Document text:

The Federal Reserve will stay on hold until 2023, according to CNBC survey

Finance news

Federal Reserve Chair Jerome H. Powell during a speech on March 3, 2020 in Washington, DC.

Mark Makela/Getty Images

In the first CNBC Fed Survey since the Federal Reserve announced its new, more dovish monetary policy strategy, respondents now forecast no rate hikes from the central bank until 2023.

The results are a potential first sign that the Fed’s new strategy of allowing inflation to run above its 2% target for an unspecified time have had an immediate impact on the rate outlook.

The new average forecast, which has the Fed on hold until February 2023, is six months later than the July survey and comes amid more upbeat views on the economic recovery and higher inflation forecasts. Under the previous strategy, where the Fed aimed for a symmetrical 2% target, those conditions might have brought forward the outlook for rate hikes.

“The Fed’s adoption of flexible average inflation targeting gives (it) considerable discretion to tolerate an inflation overshoot and rates will remain at the effective lower bound for several years,” said John Ryding, chief economic advisor at Brean Capital.

The central bank begins a two-day policy meeting Tuesday.

A large majority of the 37 respondents, who include economists, fund managers and strategists, believe the Fed will sit tight if inflation moves above its 2% target. Forty-eight percent said the Fed would tolerate above-target inflation for six months to a year without hiking, and 41% believe the Fed would abide higher inflation for a year or longer.

How high?

Extracted entries:
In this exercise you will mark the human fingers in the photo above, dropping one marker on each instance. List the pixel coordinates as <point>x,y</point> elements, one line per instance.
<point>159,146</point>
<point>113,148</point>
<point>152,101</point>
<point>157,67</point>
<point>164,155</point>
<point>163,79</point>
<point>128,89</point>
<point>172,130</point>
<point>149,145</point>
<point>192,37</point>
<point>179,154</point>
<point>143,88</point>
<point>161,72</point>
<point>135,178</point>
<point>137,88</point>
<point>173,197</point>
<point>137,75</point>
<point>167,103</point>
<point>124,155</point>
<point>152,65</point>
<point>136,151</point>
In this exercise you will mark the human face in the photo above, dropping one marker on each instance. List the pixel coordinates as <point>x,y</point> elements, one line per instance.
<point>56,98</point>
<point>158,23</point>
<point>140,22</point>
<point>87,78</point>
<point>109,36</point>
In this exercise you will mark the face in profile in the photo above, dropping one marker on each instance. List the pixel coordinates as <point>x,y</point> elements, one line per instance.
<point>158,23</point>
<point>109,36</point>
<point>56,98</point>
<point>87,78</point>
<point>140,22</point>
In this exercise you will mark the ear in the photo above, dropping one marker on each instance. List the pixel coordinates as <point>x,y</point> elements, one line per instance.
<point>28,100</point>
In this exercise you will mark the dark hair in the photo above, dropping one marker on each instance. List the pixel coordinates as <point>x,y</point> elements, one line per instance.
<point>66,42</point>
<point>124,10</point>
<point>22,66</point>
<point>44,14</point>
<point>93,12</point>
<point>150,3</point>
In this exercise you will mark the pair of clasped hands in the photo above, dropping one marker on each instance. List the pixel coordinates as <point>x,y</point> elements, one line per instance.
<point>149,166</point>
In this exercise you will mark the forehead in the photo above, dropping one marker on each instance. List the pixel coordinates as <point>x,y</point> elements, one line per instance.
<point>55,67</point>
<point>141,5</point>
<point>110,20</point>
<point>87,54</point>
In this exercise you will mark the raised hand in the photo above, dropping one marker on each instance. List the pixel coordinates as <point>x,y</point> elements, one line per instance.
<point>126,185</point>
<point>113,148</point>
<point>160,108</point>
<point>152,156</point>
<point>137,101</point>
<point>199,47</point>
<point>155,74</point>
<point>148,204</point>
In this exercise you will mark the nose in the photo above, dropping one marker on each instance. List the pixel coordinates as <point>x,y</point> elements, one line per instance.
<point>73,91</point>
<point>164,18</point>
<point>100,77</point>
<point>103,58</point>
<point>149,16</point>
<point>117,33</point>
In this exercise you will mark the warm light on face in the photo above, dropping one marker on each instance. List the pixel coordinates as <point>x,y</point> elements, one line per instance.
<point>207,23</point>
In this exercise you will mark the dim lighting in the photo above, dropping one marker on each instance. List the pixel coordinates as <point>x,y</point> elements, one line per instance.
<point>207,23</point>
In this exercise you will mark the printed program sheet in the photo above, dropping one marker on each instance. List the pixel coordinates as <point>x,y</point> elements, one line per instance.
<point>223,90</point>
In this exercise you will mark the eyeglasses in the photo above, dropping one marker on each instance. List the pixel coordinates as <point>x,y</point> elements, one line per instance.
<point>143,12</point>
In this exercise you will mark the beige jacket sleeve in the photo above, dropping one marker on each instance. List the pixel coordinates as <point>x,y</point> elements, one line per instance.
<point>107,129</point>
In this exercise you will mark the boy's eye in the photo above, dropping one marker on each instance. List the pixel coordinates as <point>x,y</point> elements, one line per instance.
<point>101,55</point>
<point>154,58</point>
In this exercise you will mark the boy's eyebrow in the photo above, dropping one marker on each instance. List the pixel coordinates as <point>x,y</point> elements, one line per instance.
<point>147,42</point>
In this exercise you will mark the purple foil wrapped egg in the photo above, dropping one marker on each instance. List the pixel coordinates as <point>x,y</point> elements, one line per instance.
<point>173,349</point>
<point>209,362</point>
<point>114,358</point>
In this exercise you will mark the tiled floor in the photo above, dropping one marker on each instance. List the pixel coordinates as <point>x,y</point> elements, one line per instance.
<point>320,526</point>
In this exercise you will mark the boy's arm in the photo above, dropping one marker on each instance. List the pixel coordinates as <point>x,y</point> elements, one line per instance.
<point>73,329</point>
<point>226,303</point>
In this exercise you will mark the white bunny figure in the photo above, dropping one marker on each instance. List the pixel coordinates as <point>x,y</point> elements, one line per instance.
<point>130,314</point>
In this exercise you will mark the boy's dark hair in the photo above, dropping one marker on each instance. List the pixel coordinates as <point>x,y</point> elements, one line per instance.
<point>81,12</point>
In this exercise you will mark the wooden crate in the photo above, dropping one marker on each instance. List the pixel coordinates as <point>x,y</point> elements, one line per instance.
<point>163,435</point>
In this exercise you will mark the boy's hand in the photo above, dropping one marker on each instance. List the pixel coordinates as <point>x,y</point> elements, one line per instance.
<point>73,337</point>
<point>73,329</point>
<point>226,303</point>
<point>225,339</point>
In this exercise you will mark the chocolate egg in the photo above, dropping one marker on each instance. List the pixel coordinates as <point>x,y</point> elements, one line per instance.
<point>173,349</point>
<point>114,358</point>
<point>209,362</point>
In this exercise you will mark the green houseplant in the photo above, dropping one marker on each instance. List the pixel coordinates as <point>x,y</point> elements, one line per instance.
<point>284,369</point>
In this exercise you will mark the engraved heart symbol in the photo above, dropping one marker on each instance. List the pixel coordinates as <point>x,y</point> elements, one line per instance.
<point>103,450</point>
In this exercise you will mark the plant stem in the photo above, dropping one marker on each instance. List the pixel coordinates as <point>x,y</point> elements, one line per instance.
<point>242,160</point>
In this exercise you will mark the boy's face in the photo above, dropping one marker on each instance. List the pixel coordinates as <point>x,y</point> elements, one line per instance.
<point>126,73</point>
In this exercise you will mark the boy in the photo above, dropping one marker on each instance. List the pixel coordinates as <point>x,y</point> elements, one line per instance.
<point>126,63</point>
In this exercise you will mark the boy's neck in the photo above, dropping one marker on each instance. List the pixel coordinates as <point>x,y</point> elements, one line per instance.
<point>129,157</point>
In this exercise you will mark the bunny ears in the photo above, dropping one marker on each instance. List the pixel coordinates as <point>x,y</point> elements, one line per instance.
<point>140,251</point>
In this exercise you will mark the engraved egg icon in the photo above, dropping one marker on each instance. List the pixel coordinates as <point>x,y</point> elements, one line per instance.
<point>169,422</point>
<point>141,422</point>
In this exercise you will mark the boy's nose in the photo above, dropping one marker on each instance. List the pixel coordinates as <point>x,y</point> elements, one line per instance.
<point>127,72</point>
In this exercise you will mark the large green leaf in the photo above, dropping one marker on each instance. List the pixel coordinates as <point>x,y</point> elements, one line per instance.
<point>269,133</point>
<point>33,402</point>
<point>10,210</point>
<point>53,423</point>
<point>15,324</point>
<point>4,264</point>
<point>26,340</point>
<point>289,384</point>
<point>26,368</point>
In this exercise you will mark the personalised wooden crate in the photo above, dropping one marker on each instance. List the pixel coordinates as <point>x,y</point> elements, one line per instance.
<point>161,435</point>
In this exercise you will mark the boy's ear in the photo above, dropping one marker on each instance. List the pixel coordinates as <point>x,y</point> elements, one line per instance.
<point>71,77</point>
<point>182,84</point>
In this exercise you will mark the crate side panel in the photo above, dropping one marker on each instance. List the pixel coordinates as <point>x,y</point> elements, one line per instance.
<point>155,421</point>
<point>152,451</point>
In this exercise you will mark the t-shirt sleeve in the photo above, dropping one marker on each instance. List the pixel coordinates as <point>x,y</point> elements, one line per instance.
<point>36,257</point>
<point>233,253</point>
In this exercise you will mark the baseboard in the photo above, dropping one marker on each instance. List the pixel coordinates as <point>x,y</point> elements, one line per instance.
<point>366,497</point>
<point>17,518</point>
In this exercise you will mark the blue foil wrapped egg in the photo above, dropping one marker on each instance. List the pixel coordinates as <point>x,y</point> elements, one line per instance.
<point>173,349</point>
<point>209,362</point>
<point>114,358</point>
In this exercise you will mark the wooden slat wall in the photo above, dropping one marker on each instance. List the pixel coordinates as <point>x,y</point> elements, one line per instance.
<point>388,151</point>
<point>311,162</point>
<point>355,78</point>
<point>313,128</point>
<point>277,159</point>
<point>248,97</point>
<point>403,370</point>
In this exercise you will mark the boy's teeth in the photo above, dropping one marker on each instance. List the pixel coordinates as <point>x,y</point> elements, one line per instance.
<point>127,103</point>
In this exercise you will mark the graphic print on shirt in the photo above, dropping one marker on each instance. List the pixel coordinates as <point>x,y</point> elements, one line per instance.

Task set:
1 – In the Fed survey article, until what month and year does the new average forecast have the Fed on hold?
2 – Write out the passage of the Fed survey article from "The Federal Reserve will" up to and including "bank until 2023.".

Answers for this exercise:
1 – February 2023

2 –
The Federal Reserve will stay on hold until 2023, according to CNBC survey

Finance news

Federal Reserve Chair Jerome H. Powell during a speech on March 3, 2020 in Washington, DC.

Mark Makela/Getty Images

In the first CNBC Fed Survey since the Federal Reserve announced its new, more dovish monetary policy strategy, respondents now forecast no rate hikes from the central bank until 2023.